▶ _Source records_
——

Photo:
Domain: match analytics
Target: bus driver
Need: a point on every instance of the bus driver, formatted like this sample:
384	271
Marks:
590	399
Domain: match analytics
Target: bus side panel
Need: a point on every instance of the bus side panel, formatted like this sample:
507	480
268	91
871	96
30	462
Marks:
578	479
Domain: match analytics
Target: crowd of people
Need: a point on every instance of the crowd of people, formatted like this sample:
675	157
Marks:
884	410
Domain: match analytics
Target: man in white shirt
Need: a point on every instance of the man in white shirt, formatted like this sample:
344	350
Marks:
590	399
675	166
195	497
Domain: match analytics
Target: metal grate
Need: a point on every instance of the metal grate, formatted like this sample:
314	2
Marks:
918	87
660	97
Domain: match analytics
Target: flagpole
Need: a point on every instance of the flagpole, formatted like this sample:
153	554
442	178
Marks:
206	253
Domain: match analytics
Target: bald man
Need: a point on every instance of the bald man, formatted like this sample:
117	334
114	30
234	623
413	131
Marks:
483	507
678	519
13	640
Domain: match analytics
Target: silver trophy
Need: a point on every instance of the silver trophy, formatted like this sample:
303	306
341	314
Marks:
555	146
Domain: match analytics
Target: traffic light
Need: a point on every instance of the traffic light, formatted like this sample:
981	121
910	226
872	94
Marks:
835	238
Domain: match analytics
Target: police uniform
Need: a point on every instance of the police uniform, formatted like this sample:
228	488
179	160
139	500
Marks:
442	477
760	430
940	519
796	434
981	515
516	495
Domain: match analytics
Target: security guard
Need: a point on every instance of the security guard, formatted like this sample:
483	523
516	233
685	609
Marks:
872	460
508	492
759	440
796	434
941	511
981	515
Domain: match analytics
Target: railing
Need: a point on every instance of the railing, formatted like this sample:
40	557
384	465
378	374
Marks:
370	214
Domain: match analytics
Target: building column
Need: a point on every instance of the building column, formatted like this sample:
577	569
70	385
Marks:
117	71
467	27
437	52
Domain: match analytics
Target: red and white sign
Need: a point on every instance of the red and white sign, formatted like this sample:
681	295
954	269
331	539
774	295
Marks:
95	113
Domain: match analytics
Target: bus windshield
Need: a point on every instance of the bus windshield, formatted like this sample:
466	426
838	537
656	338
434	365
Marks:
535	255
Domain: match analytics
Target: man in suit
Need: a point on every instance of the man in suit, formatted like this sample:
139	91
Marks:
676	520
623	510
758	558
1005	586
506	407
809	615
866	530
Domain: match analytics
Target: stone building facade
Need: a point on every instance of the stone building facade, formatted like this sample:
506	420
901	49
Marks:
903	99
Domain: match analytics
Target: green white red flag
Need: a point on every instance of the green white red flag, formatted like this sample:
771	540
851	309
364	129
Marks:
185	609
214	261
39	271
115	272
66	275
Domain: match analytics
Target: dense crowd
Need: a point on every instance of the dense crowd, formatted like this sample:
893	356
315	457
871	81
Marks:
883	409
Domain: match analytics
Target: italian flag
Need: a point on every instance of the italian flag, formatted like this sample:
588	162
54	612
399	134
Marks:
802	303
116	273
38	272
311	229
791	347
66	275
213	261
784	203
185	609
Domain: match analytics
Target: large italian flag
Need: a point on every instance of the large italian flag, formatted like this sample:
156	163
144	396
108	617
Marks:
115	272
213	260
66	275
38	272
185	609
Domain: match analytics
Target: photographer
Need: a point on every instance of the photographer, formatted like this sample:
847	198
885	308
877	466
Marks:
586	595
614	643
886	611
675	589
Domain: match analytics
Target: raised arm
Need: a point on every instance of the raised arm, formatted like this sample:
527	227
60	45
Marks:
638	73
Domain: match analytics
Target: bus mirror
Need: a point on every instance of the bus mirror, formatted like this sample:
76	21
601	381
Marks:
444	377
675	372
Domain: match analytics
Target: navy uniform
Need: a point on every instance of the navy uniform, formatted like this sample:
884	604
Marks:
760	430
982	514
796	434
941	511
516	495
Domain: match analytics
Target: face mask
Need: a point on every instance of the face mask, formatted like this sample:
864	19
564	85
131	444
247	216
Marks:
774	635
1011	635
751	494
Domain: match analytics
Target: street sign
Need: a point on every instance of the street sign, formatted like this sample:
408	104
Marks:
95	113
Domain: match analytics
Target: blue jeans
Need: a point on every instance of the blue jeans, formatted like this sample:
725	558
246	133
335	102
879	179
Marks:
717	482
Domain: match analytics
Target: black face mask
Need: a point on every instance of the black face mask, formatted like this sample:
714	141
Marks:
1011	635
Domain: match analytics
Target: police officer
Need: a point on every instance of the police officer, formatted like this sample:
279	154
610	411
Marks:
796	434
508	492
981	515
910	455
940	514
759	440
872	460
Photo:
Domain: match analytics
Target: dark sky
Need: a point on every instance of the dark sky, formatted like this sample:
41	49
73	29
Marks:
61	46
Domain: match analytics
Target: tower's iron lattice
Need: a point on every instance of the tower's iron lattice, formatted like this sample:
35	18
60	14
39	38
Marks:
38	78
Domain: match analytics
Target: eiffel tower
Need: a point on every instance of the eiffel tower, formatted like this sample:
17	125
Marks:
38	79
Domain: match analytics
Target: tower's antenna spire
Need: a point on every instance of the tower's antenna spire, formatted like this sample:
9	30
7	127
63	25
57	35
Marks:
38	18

——

▶ _What you have to do_
Can you repeat, word for word, every line above from the one containing "Target: bus side panel" down to the one containing "Need: a point on every instance of the flagpole, formatted", including both?

▶ _Expected answer_
Target: bus side panel
Need: a point on every instance of the bus side panel, formatted like this sample:
507	480
268	91
871	96
30	462
Marks:
578	479
Domain: match analytics
Target: crowd of people
Need: a point on every instance of the crowd of people, formatted like this sample:
675	157
Marks:
884	410
Domain: match analytics
Target: man in white shirt
Need: a point on every instance of the man in white shirt, formatted like this sample:
344	350
Marks:
590	399
675	166
195	497
Domain: match analytics
Target: metal grate
Need: a point on every instance of the metal grate, formatted like this sample:
314	2
Marks:
918	87
660	97
Domain: match analytics
Target: flagpole
Need: a point on every instance of the flagpole, formatted like this sample:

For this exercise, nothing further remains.